### GOAL OF THE EXERCISE
Please extend the passage below on responding to sexual assault, picking up right after its final sentence.

### TEXT PASSAGE
Other versions of the same sentiment are "I told him I wasn't going to have sex with him, but he could spend the night, and then I woke up with him on top of me. Was I raped?" Or "I was walking, and someone grabbed my crotch. Does it matter?"

For anyone who has these experiences this is my response to the author of the first question, which I hope brings relief to the rest of you.

[Sexplanations Intro]

Based on what you described you were -without question- sexually assaulted. As a victim, this might throw you into shock. Take a nap then come back here so we can talk. Being violated in any way can cause a person to feel really unsafe in addition to any number of these things. How overwhelming!

First, know there's a helpline to access 24 hours a day. Here's a number for them, here's the website. If you're outside the US, hotpeachpages.net will help identify the resources in your area. When I was abused, I called the help line. The person who answered checked to see that I wasn't in immediate danger, and then she told me that she was going to watch the clock for one minute, during which I could cry.

I started off thinking how rude that my breakdown was being timed and then I realized how desperately I needed that cry to happen but also to end. I blasted out my tears without feeling like I couldn't stop because someone was there to stop me. I don't know that this will be your experience, but I do know whoever this is will be a great sounding board for your concerns and confusion, they'll help you sort out the next steps too.

Let's acknowledge that this situation is really annoying. You didn't do anything wrong, it's not your fault, yet you're responsible for all this extra self-care like watching this video and asking for help. An ally is someone who's with you to deal with these annoyances, someone who can help you with other resources, step in when you need a moment, and make sure you're being heard. This could be an acquaintance, best friend, coworker, neighbor, for me it was a roommate.

### EXCERPTED RECORDS
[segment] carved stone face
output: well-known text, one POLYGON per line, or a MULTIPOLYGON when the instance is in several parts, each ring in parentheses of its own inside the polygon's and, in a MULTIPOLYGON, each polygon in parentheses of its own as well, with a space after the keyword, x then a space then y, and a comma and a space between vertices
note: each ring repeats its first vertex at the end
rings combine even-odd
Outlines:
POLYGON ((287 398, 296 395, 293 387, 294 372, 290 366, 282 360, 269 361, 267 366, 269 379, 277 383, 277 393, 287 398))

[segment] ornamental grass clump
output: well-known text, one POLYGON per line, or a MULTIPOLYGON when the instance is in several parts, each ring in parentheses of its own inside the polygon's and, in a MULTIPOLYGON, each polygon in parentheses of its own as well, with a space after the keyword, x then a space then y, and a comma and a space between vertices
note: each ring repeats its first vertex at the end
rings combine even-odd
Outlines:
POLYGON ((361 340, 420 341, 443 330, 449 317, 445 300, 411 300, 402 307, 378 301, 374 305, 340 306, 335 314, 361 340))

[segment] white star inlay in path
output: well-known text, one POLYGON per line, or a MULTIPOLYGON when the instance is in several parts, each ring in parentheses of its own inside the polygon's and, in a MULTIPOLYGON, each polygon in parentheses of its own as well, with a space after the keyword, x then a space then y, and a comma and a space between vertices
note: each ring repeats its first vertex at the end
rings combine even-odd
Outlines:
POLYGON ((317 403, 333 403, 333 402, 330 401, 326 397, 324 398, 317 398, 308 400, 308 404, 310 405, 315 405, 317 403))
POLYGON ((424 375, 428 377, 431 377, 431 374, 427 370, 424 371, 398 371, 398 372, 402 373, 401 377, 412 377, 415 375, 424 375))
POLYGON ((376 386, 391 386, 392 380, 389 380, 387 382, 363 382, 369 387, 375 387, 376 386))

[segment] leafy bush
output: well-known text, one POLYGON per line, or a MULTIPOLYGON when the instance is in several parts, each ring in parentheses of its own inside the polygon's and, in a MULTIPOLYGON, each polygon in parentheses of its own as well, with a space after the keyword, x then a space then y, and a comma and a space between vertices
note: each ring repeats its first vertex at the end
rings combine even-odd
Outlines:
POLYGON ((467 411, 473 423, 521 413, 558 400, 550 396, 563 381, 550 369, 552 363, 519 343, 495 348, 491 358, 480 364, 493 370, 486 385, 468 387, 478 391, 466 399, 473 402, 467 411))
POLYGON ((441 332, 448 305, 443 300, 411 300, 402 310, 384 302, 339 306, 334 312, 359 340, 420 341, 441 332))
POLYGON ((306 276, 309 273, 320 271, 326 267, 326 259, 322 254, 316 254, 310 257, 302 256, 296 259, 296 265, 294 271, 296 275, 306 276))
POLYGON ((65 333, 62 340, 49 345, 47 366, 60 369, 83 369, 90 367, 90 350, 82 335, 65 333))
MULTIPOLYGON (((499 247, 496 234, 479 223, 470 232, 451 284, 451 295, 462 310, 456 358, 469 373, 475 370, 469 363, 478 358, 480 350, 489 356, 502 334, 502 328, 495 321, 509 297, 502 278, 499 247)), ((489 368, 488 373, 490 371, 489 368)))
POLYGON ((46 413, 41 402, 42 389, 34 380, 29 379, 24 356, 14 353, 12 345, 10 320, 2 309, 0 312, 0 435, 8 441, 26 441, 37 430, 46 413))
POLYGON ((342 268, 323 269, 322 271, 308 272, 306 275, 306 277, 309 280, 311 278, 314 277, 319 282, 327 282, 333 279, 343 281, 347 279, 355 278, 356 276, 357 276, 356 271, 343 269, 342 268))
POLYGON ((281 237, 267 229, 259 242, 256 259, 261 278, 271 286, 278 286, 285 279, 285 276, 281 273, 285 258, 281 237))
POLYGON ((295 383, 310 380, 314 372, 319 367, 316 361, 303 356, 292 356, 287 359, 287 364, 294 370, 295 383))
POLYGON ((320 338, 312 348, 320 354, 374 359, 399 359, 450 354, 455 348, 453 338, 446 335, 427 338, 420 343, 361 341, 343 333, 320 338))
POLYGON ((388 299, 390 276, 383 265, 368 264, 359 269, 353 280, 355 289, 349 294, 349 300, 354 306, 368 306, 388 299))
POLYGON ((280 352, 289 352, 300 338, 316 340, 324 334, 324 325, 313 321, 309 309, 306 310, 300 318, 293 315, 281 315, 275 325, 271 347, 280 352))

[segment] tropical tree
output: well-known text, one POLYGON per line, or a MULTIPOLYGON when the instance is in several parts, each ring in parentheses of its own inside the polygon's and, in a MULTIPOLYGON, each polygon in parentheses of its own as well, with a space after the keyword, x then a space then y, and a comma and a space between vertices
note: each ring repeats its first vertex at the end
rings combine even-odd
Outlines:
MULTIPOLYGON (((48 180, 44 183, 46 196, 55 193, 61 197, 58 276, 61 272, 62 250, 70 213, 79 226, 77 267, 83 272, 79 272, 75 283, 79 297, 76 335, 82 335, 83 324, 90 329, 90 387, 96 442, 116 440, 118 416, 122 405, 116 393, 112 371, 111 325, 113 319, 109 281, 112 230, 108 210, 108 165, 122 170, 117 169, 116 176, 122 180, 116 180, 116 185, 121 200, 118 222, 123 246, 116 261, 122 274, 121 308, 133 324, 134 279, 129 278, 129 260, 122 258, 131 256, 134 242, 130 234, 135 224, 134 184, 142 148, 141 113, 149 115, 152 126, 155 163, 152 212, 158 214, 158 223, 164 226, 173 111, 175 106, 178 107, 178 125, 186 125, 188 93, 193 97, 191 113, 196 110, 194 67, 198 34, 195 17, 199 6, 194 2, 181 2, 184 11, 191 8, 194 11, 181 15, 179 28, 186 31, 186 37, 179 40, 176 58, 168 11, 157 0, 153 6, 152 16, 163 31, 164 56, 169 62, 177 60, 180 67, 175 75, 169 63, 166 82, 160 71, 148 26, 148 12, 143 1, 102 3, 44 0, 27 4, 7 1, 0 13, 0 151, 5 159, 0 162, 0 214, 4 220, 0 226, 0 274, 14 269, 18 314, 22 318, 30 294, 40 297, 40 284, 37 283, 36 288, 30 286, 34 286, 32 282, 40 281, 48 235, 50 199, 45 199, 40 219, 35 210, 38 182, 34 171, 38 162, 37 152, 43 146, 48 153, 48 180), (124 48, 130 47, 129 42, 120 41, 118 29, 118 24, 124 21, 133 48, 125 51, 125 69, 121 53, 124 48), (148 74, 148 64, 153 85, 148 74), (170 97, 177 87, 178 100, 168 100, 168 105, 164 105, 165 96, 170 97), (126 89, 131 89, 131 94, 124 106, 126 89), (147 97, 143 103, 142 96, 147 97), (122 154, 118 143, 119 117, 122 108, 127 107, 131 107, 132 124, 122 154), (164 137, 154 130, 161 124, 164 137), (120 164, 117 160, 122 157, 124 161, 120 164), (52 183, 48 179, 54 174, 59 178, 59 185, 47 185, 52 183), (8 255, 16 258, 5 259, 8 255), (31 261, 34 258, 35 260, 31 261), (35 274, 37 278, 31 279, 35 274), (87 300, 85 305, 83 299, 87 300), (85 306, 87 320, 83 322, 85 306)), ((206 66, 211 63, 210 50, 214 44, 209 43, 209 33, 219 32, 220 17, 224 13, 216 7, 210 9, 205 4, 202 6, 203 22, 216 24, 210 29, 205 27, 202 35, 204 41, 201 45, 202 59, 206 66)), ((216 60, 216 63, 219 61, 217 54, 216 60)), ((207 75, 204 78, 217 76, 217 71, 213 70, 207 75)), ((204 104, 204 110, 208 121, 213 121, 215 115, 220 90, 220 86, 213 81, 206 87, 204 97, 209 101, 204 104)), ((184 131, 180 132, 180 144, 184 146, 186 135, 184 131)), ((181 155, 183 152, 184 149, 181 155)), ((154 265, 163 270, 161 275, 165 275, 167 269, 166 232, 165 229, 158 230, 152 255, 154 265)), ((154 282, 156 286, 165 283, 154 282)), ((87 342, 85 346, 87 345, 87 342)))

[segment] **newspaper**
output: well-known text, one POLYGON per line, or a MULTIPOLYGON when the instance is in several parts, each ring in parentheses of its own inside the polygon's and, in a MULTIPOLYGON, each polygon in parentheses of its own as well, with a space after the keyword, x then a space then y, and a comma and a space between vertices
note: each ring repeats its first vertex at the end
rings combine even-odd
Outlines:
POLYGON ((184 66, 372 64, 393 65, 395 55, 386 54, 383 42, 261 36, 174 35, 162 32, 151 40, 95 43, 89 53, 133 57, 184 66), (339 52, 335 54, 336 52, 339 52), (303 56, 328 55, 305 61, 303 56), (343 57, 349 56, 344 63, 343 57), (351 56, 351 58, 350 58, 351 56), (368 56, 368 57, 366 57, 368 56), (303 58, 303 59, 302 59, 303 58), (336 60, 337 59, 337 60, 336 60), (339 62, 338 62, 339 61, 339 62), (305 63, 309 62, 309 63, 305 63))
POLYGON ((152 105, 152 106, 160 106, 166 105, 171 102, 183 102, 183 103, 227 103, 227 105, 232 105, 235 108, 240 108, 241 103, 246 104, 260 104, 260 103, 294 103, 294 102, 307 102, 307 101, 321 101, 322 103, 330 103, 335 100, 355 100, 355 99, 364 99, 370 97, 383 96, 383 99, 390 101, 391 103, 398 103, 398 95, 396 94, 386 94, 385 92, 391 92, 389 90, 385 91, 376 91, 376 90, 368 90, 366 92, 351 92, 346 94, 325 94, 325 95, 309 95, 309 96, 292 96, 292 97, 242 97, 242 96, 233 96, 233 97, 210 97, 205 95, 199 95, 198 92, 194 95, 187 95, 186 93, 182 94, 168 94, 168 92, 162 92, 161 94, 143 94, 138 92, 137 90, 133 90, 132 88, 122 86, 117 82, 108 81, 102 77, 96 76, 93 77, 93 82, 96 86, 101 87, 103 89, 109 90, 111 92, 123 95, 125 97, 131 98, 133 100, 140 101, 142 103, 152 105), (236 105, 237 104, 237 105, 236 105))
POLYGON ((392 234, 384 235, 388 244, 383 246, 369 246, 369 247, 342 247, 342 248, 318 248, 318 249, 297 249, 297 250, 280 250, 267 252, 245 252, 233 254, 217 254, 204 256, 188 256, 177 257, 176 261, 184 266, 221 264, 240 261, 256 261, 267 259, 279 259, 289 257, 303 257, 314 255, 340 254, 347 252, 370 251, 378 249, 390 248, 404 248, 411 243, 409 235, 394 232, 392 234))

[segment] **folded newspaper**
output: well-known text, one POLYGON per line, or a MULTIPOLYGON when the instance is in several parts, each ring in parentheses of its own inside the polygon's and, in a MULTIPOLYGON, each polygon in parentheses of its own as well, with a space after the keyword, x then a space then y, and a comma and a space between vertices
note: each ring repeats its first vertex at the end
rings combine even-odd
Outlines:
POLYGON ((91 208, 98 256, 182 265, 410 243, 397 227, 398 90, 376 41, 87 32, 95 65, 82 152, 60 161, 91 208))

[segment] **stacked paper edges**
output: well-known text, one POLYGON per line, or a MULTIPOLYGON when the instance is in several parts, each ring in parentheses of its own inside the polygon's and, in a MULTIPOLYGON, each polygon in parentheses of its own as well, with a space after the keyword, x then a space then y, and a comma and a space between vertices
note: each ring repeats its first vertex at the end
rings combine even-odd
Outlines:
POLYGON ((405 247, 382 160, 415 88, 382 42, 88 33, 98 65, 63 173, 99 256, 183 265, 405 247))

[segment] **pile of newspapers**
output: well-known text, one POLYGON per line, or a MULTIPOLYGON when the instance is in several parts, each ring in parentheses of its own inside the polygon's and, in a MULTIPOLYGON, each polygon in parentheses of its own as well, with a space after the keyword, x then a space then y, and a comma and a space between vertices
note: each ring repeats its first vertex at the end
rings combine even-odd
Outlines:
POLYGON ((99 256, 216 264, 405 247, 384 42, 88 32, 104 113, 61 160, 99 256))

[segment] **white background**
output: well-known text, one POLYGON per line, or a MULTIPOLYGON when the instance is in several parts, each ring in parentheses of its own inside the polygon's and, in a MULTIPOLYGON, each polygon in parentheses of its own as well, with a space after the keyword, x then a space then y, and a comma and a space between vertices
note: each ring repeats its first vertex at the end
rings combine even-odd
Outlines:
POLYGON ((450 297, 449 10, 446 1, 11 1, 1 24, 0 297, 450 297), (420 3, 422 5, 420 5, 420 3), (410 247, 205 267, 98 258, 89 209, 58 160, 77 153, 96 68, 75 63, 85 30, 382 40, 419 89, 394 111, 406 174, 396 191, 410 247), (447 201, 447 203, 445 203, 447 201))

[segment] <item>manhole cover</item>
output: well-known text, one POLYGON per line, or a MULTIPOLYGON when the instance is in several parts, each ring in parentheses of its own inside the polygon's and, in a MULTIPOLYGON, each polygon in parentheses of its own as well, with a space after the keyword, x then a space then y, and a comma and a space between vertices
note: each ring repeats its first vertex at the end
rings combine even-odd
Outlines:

### RESPONSE FOR THIS EXERCISE
There are actually people trained to give this kind of support to victims of sexual violence, they're called advocates. The hotline I recommended can help you connect to a local office for crime and sexual assault victim advocates who will meet you and guide you through the whole process. They'll totally respect how you want to proceed, they'll explain the systems available, and they'll completely listen to what you're afraid of and what you need.

If you decide to report what happened to the massage licensing board, the police, or if this were at a school or workplace it might be the dean of students or human resources, an advocate can make doing so significantly less difficult. I've sought out advocates for ideas, they help me sort out whether or not to get a restraining order and how to do it. Ultimately, official records of what happened are organized by the authorities. What you share is kept on file so if you or anyone else harmed by this person want to press charges, the data is there.

Some victims find that reporting is super challenging because they're having to account the trauma, it can also be really messy because essentially you're undergoing a legal procedure. Note 1: if you think reporting makes a big mess, that's society getting up in your brain and fooling you. Reporting doesn't make the mess, assaulting you made the mess. Note 2: bring along an ally or an advocate for this very reason, they can help you ask questions, get you some water, and help you sort through your options.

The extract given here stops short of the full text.